→ Stored items from a collection:

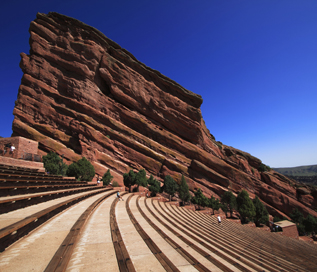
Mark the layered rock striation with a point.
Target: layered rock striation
(81, 94)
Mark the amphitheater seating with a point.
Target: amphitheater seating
(94, 231)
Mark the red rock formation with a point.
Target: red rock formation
(83, 95)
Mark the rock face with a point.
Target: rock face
(83, 95)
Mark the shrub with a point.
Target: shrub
(183, 190)
(129, 179)
(297, 216)
(170, 186)
(155, 185)
(54, 164)
(229, 202)
(82, 170)
(107, 178)
(214, 204)
(200, 199)
(245, 207)
(140, 179)
(261, 214)
(263, 168)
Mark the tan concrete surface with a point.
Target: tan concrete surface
(172, 210)
(177, 259)
(34, 251)
(140, 255)
(9, 218)
(191, 251)
(180, 228)
(95, 251)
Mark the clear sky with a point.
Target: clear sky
(253, 62)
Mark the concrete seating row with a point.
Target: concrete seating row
(141, 234)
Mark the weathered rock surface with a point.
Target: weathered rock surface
(83, 95)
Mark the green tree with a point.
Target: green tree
(140, 179)
(245, 206)
(214, 204)
(155, 185)
(229, 202)
(107, 178)
(54, 164)
(261, 213)
(129, 179)
(170, 186)
(183, 190)
(297, 216)
(150, 180)
(200, 199)
(82, 170)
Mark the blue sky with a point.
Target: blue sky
(253, 62)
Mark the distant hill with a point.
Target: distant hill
(299, 171)
(304, 174)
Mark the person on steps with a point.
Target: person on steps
(119, 196)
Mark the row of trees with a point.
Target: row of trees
(249, 210)
(82, 170)
(170, 185)
(305, 225)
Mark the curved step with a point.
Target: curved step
(35, 251)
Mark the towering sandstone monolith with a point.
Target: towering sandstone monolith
(83, 95)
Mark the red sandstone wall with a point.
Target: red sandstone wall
(290, 231)
(22, 146)
(22, 163)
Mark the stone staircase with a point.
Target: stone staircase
(90, 230)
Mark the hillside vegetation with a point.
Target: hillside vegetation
(299, 171)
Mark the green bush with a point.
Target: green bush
(229, 202)
(183, 190)
(200, 199)
(82, 170)
(140, 179)
(263, 168)
(107, 178)
(245, 207)
(261, 213)
(155, 185)
(129, 179)
(54, 164)
(170, 186)
(214, 204)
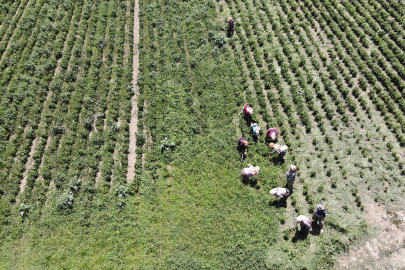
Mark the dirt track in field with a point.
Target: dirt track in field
(133, 127)
(385, 249)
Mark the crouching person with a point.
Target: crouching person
(305, 223)
(319, 215)
(249, 172)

→ Exercise prompt:
The expected answer is the complete set of entries, copied verbatim, with no pictures.

→ Response:
Mark the layered rock striation with a point.
Target: layered rock striation
(81, 94)
Mark the amphitheater seating with a point.
Target: amphitheater seating
(94, 231)
Mark the red rock formation with a point.
Target: red rock formation
(83, 95)
Mark the rock face with a point.
Target: rock face
(83, 95)
Mark the shrub with a point.
Target: shrub
(183, 190)
(129, 179)
(297, 216)
(170, 186)
(155, 185)
(54, 164)
(229, 202)
(82, 170)
(107, 178)
(214, 204)
(200, 199)
(245, 207)
(140, 179)
(261, 214)
(263, 168)
Mark the tan concrete surface with a point.
Target: tan concrete surface
(172, 210)
(177, 259)
(34, 251)
(140, 255)
(9, 218)
(191, 251)
(180, 228)
(95, 251)
Mark the clear sky with a point.
Target: clear sky
(253, 62)
Mark the concrete seating row with a point.
Target: concrete seating row
(141, 234)
Mark the weathered rock surface with a point.
Target: weathered rock surface
(83, 95)
Mark the green tree with a point.
Target: green tree
(140, 179)
(245, 206)
(214, 204)
(155, 185)
(229, 202)
(107, 178)
(54, 164)
(261, 213)
(129, 179)
(170, 186)
(183, 190)
(297, 216)
(150, 180)
(200, 199)
(82, 170)
Mark the blue sky with a point.
Target: blue sky
(253, 62)
Mark the distant hill with a point.
Target: distant hill
(299, 171)
(304, 174)
Mark the person on steps with a point.
Target: person on steps
(119, 196)
Mark the row of trees with a point.
Target: row of trees
(249, 210)
(82, 170)
(170, 185)
(305, 225)
Mark the curved step with a point.
Target: curved step
(35, 251)
Mark the towering sandstone monolith with a point.
Target: towering sandstone monolith
(83, 95)
Mark the red sandstone wall with a point.
Target: red sandstone wall
(290, 231)
(22, 146)
(22, 163)
Mark the stone staircase with a point.
Target: stone staircase
(90, 230)
Mark the hillside vegetation with a point.
Target: hillside vegetation
(299, 171)
Mark the green bush with a point.
Target: green bush
(229, 202)
(183, 190)
(200, 199)
(82, 170)
(140, 179)
(263, 168)
(107, 178)
(245, 207)
(261, 213)
(155, 185)
(129, 179)
(54, 164)
(170, 186)
(214, 204)
Mark the dirt track in field with a point.
Target: dirt track in field
(133, 127)
(385, 249)
Mark the crouching person with a point.
Target: crouching person
(305, 223)
(319, 215)
(249, 172)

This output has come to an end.